Exercise requirements – Starting at the line that contains "task | place a point on the blue", write out each line through the end of the data below, exactly as it stands. Skip any pictures.

Records supplied –
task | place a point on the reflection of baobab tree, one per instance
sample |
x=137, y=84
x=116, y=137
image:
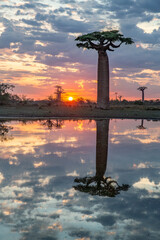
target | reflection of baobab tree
x=141, y=125
x=55, y=123
x=99, y=184
x=4, y=131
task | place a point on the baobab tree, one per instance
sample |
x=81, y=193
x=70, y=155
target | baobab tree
x=142, y=90
x=103, y=42
x=116, y=95
x=58, y=93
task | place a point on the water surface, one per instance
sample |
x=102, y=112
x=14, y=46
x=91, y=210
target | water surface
x=79, y=180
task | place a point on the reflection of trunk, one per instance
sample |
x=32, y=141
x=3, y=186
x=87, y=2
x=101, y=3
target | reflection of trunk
x=102, y=147
x=142, y=123
x=143, y=96
x=103, y=80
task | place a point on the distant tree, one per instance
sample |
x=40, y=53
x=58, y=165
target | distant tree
x=142, y=90
x=4, y=130
x=103, y=42
x=5, y=95
x=120, y=98
x=81, y=100
x=57, y=123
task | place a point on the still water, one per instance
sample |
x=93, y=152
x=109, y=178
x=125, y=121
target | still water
x=80, y=180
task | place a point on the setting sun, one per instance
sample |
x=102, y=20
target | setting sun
x=70, y=98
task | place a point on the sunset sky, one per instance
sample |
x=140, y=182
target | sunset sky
x=38, y=51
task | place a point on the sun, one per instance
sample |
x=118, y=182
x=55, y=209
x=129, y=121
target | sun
x=70, y=98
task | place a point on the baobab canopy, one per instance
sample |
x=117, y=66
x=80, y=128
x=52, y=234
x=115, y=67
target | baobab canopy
x=103, y=42
x=97, y=40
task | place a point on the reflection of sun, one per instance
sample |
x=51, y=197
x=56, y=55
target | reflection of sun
x=70, y=98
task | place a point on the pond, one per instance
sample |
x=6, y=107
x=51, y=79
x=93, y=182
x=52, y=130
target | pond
x=79, y=180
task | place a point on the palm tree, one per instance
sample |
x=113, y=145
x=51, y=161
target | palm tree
x=142, y=90
x=103, y=42
x=99, y=184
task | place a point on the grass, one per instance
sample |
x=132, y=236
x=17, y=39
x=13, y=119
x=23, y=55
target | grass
x=44, y=111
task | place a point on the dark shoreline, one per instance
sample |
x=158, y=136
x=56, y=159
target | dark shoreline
x=27, y=112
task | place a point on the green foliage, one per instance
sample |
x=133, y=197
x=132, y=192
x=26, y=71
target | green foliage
x=106, y=39
x=5, y=96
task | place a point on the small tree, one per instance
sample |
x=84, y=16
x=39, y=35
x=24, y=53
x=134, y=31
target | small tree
x=5, y=96
x=142, y=90
x=103, y=42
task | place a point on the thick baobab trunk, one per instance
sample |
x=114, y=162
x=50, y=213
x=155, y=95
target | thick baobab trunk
x=103, y=80
x=101, y=147
x=143, y=96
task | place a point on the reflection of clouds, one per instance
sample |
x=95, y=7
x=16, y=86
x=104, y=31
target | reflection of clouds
x=22, y=145
x=73, y=174
x=38, y=164
x=141, y=165
x=38, y=196
x=147, y=136
x=150, y=186
x=83, y=126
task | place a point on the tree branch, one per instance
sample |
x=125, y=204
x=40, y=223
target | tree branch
x=93, y=44
x=115, y=46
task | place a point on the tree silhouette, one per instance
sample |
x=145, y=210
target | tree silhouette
x=99, y=184
x=142, y=90
x=141, y=126
x=56, y=123
x=58, y=93
x=103, y=42
x=4, y=130
x=120, y=98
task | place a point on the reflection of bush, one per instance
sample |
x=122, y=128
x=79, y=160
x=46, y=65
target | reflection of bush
x=4, y=130
x=53, y=123
x=99, y=186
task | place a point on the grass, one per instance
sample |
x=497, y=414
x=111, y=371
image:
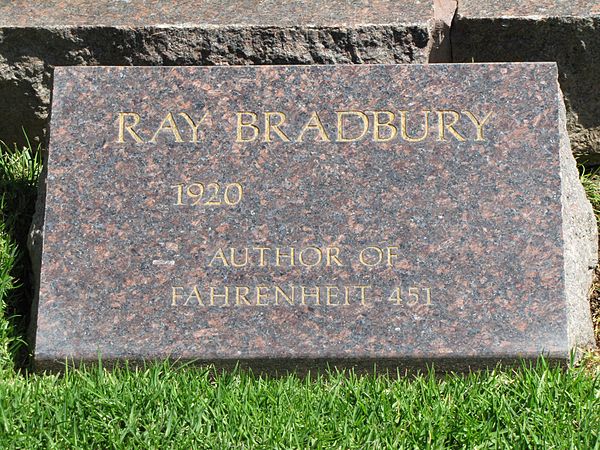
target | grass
x=163, y=406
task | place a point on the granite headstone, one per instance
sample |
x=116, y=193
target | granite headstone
x=290, y=217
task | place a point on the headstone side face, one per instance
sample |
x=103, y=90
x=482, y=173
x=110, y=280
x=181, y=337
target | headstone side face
x=371, y=214
x=581, y=245
x=210, y=33
x=568, y=33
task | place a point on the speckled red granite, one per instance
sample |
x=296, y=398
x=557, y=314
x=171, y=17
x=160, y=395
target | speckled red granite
x=476, y=222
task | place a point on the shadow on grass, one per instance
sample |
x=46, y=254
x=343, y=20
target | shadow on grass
x=19, y=173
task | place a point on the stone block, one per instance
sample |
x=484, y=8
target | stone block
x=37, y=36
x=541, y=30
x=291, y=217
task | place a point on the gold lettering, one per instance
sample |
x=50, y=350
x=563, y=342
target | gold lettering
x=221, y=256
x=392, y=255
x=172, y=127
x=269, y=126
x=443, y=125
x=365, y=123
x=333, y=255
x=318, y=256
x=478, y=123
x=251, y=125
x=241, y=297
x=346, y=295
x=260, y=295
x=175, y=295
x=396, y=296
x=363, y=256
x=194, y=294
x=404, y=127
x=233, y=262
x=128, y=127
x=306, y=294
x=279, y=256
x=329, y=294
x=314, y=124
x=193, y=126
x=224, y=296
x=288, y=298
x=261, y=251
x=378, y=124
x=363, y=299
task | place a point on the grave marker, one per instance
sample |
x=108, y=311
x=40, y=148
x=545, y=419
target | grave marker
x=290, y=217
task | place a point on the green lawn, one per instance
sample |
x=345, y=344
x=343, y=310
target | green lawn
x=186, y=407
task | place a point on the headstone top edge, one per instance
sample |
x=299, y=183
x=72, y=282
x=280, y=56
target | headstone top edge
x=531, y=10
x=190, y=14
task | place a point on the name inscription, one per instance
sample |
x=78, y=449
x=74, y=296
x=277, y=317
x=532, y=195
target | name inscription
x=443, y=125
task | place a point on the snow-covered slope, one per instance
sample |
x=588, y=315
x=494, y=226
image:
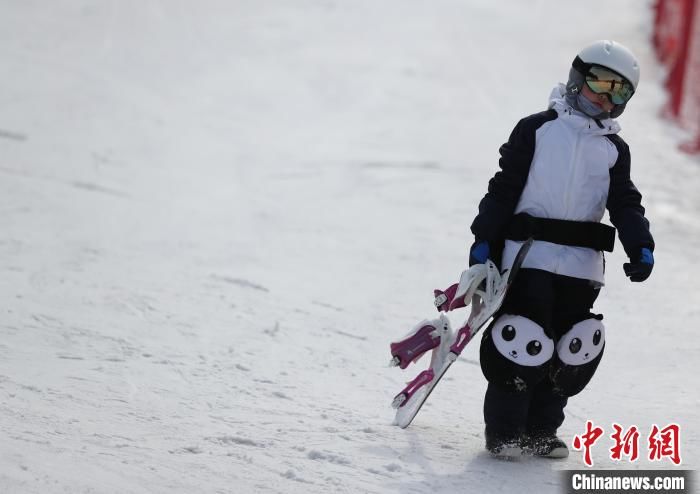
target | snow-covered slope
x=216, y=215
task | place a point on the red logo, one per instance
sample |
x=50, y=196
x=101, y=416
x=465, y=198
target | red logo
x=662, y=443
x=587, y=440
x=665, y=443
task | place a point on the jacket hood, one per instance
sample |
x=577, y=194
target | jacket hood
x=557, y=101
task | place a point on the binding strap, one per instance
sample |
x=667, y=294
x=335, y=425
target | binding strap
x=588, y=234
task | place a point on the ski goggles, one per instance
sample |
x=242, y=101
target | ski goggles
x=604, y=81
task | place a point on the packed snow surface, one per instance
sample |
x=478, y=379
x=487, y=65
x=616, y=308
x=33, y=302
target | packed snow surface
x=216, y=215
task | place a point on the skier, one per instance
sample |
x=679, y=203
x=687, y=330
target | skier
x=560, y=170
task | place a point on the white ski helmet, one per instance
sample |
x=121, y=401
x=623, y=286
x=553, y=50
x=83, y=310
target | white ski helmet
x=609, y=54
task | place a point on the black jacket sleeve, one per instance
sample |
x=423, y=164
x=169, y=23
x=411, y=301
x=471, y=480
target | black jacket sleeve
x=497, y=207
x=625, y=204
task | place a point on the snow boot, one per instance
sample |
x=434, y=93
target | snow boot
x=546, y=446
x=504, y=447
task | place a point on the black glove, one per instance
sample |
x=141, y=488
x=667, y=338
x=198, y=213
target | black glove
x=641, y=269
x=479, y=252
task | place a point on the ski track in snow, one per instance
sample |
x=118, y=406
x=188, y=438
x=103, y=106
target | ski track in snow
x=216, y=218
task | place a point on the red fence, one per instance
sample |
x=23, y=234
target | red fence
x=677, y=43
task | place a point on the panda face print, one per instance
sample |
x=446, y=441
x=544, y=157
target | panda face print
x=522, y=341
x=582, y=343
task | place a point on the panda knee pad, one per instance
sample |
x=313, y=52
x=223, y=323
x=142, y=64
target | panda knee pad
x=578, y=354
x=515, y=353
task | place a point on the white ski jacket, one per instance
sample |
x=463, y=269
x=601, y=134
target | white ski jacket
x=561, y=164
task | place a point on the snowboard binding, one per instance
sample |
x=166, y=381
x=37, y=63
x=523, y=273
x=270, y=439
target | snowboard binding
x=484, y=288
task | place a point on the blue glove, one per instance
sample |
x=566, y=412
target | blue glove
x=640, y=270
x=479, y=253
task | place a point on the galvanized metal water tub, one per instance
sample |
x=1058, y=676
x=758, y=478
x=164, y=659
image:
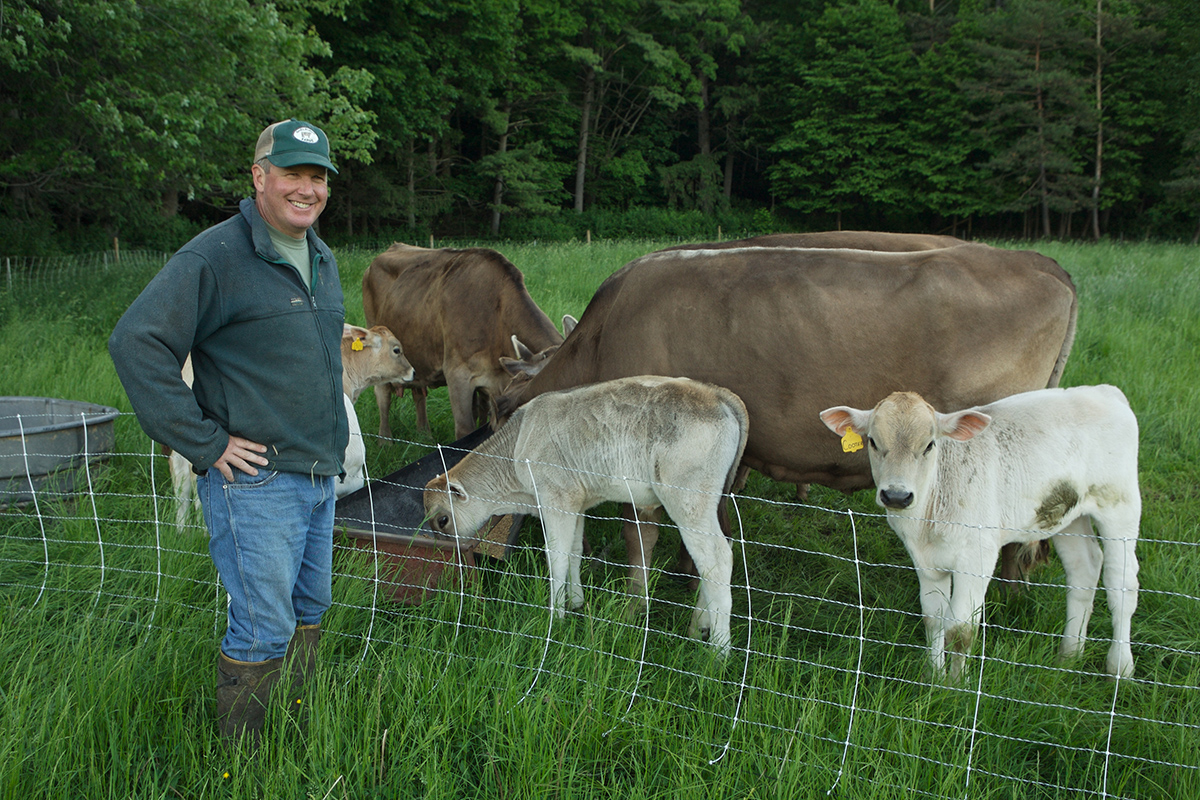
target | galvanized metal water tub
x=45, y=441
x=387, y=519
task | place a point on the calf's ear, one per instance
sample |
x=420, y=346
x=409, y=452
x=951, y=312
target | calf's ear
x=840, y=417
x=961, y=425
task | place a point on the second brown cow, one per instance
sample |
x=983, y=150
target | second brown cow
x=455, y=312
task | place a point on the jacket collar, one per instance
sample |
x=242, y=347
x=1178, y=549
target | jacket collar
x=262, y=236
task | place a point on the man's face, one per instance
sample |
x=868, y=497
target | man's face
x=291, y=198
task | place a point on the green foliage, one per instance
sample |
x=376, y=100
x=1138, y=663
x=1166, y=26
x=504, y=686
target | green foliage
x=447, y=116
x=108, y=680
x=849, y=142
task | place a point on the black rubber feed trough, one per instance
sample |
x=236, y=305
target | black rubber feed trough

Task answer –
task | place a point on the blue glove, one per instance
sample |
x=566, y=412
target | blue glove
x=640, y=270
x=479, y=253
task | place a point on the galvanized metal water tub, one per instance
sample |
x=1058, y=676
x=758, y=478
x=164, y=659
image:
target | galvanized metal water tub
x=45, y=441
x=387, y=519
task | place a point on the calf's ear, one per instance
sample |
x=420, y=346
x=409, y=452
x=951, y=312
target | calf's ear
x=840, y=417
x=961, y=425
task | place a point on the second brown cow, one per instance
sample |
x=983, y=150
target | second brown cow
x=455, y=312
task | place a point on the jacket collar, one per instance
sample |
x=242, y=347
x=1178, y=549
target | jacket collar
x=262, y=236
task | place a point on the man's face, one per instance
sample |
x=868, y=497
target | man's face
x=291, y=198
task | place a point on the green foliage, one per instance
sample |
x=376, y=100
x=1138, y=663
x=1166, y=26
x=504, y=686
target | green foliage
x=447, y=116
x=108, y=680
x=849, y=142
task | place a point on the black rubber feed trough, one per instance
sample |
x=236, y=305
target | black rubber feed trough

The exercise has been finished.